--- PROVIDED DATA ---

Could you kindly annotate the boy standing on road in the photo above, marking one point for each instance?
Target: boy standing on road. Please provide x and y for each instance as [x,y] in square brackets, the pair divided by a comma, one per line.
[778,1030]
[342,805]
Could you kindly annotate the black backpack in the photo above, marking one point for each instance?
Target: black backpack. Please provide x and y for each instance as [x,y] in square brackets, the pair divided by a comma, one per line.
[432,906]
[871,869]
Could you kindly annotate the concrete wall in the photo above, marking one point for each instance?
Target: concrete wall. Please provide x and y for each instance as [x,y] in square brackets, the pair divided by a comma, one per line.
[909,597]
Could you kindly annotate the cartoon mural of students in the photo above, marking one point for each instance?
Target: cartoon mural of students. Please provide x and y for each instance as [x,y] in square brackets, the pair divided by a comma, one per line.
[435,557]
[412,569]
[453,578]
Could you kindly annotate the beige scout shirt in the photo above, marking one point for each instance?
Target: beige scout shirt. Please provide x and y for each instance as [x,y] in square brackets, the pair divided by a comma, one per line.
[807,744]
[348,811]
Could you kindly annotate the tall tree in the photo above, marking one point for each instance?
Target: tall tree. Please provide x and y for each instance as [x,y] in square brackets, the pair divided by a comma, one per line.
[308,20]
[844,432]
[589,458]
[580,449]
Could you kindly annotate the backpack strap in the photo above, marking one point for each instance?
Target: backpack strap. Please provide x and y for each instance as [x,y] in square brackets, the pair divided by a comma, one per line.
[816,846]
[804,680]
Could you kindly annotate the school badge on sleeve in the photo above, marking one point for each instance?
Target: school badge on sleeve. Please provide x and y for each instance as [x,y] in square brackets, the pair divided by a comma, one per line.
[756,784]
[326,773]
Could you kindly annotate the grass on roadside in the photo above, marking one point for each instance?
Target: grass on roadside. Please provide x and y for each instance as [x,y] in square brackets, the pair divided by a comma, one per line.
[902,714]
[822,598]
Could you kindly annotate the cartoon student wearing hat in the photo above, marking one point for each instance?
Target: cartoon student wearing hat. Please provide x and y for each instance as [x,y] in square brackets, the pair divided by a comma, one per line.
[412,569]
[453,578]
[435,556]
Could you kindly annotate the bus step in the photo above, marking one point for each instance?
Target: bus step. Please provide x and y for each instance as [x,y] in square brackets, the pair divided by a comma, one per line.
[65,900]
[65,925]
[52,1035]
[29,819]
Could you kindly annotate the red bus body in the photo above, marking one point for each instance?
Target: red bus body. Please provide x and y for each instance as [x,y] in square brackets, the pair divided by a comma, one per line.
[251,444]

---

**EXERCISE PROMPT**
Every line of the data above should be reproduced word for word.

**COMPLETED EXERCISE**
Could you kindly annotate the boy standing on road in the photo above, marking one point for each instance?
Target: boy standing on road. Please provide x and y for each instance as [x,y] in square brackets, the pair divided by a comma, one per line.
[778,1030]
[342,805]
Could you kindly annotate the black backpack in the photo above, marking one point for each instance?
Target: black backpack. Please provide x and y for each instance as [x,y] in square brackets, the pair divided by a comma, one per line.
[432,906]
[871,869]
Could you kindly annotate the concrete wall in the photo above, marking one point for each instance?
Target: concrete wall. Please provide x and y for each instance as [x,y] in square brackets, the pair divided by a comma, one per line.
[909,597]
Could you kindly annotate the cartoon mural of students in the photo above, marking one point for each instance?
Target: cartoon mural of students. Please provide x and y for each instance as [x,y] in square brackets, the pair divided by a comma, one per line.
[435,557]
[412,569]
[453,578]
Could you kindly annotate the beige scout shirt in the photo above, marking one point for each instance?
Target: beige scout shirt. Please provide x and y for each instance as [x,y] in square brackets, the pair divided by a comma, one per line.
[807,744]
[348,811]
Could you kindly annotate the tall tree in the photo above, marking one point for each instance?
Target: tall tree. Please provide x and y for each instance as [x,y] in square brackets, the pair divided by a comma, one per line.
[308,20]
[844,432]
[589,458]
[580,449]
Could you kindly annotate the backpack strap in the photo above, marking one point for each instance?
Target: backpack strap. Please provide x and y for each instance as [x,y] in square brackets, the pair divided by a comma, one per line.
[816,846]
[804,680]
Could you kindly annotate the school badge on sleeve in the photo above, marking one point for each instance?
Target: school badge on sleeve. Please provide x and y for each instance as [x,y] in square brackets, the pair divided by a comma, one per line.
[756,784]
[326,773]
Could you kindly annotate the grass on roadside in the photo above, marking one point for each instance?
Target: grass on roadside. Please provide x and y for each instance as [x,y] in square brackets, the pair divided by a comma, one per line.
[902,714]
[822,598]
Could you kindly annotate the cartoon student wearing hat in the photo above, marking one point for each instance?
Target: cartoon student wearing hat. Please provide x and y for each instance as [x,y] in square brackets, the pair divided by a comma, one per line.
[412,569]
[453,578]
[435,556]
Could you kindly annotate the bus step in the photo above, marking one point for each instance?
Target: bus step. Please provide x and y for each instance as [x,y] in square brackets, the pair divided by a comma, one per line.
[65,900]
[65,925]
[52,1035]
[29,819]
Could you kindly annotate the red bus body in the photo above, marking one point for each instance?
Target: red bus body. Please provide x and y for each instance as [x,y] in square brackets, the pair divided by a comma, one per line.
[251,444]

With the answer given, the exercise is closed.